**The input**
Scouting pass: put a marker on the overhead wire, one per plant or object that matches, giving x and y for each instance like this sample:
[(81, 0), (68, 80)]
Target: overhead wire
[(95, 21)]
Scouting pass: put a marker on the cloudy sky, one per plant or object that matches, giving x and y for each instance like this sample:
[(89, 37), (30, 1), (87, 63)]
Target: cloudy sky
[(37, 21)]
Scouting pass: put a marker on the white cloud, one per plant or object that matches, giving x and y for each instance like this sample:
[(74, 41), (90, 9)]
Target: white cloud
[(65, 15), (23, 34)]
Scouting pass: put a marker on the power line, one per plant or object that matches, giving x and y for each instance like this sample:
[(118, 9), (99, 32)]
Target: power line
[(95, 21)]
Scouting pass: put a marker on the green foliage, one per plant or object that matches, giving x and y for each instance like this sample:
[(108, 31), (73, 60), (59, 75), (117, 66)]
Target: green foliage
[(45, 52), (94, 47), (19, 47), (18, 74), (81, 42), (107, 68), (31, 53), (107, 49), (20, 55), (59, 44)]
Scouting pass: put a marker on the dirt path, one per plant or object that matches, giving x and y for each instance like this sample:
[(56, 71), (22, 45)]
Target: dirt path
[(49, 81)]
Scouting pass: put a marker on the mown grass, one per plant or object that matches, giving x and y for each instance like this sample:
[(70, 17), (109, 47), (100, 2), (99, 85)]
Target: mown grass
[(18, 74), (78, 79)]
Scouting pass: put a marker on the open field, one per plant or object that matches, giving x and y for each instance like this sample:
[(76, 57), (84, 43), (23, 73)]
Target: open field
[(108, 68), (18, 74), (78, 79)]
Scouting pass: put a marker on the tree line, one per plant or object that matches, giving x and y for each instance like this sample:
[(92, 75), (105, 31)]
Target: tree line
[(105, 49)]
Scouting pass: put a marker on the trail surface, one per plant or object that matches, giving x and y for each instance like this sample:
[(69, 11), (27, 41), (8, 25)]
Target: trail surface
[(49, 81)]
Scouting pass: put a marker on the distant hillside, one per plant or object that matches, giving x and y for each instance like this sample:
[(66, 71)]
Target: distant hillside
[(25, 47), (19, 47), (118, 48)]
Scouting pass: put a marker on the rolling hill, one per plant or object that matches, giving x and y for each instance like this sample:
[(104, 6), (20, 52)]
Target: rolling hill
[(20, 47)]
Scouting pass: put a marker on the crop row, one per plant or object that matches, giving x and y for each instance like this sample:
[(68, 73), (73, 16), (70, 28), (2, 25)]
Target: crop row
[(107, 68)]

**Task directions**
Starting with the line that contains "Target: rolling hill", output every line through the end of the listing above, unchanged.

**Task answer**
Target: rolling hill
[(20, 47)]
Scouting pass: put a marker on the crop row, one per plant or object that matches, giving x and y for each instance like this sample:
[(68, 73), (73, 16), (70, 28), (2, 25)]
Target: crop row
[(107, 68)]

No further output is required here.